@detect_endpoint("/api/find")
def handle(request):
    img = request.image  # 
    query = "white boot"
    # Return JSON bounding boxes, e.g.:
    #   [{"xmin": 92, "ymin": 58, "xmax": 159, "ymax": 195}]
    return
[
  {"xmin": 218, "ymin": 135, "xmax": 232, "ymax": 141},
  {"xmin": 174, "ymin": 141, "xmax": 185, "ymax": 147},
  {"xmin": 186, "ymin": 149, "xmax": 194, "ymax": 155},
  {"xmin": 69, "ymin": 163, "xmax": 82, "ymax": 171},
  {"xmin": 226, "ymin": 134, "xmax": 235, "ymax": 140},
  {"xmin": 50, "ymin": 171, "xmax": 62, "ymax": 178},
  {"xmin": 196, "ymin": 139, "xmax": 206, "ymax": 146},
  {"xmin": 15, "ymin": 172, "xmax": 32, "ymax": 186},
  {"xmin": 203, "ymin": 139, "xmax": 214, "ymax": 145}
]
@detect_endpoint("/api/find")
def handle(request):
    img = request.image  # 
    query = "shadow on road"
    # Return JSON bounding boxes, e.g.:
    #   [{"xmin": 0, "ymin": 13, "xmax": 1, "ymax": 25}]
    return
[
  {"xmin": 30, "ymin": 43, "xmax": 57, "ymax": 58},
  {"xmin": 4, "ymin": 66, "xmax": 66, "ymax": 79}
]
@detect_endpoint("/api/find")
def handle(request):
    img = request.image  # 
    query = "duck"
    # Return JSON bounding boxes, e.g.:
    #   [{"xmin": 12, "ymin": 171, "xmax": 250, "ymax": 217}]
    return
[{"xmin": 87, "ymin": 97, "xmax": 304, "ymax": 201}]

☆ ☆ ☆ ☆ ☆ ☆ ☆

Exercise:
Please copy out the records exactly as they appear.

Result for this task:
@detect_endpoint("/api/find")
def handle(request):
    img = request.image  # 
    query = "white boot"
    # Return JSON bounding boxes, e.g.:
    #   [{"xmin": 92, "ymin": 58, "xmax": 159, "ymax": 195}]
    return
[
  {"xmin": 218, "ymin": 135, "xmax": 232, "ymax": 141},
  {"xmin": 174, "ymin": 141, "xmax": 185, "ymax": 147},
  {"xmin": 186, "ymin": 149, "xmax": 194, "ymax": 155},
  {"xmin": 69, "ymin": 163, "xmax": 82, "ymax": 171},
  {"xmin": 226, "ymin": 134, "xmax": 235, "ymax": 140},
  {"xmin": 50, "ymin": 171, "xmax": 62, "ymax": 178},
  {"xmin": 196, "ymin": 139, "xmax": 206, "ymax": 146},
  {"xmin": 15, "ymin": 172, "xmax": 32, "ymax": 186},
  {"xmin": 203, "ymin": 139, "xmax": 214, "ymax": 145}
]
@detect_endpoint("/api/find")
def handle(request):
    img = request.image  # 
    query = "shadow on road"
    # Return JSON bounding boxes, e.g.:
    #   [{"xmin": 0, "ymin": 13, "xmax": 1, "ymax": 25}]
    return
[
  {"xmin": 30, "ymin": 43, "xmax": 57, "ymax": 58},
  {"xmin": 4, "ymin": 66, "xmax": 66, "ymax": 79}
]
@detect_endpoint("/api/find")
def handle(request):
    img = request.image  # 
    query = "duck"
    # Return JSON bounding boxes, e.g.:
    #   [{"xmin": 12, "ymin": 171, "xmax": 250, "ymax": 217}]
    return
[{"xmin": 87, "ymin": 97, "xmax": 304, "ymax": 201}]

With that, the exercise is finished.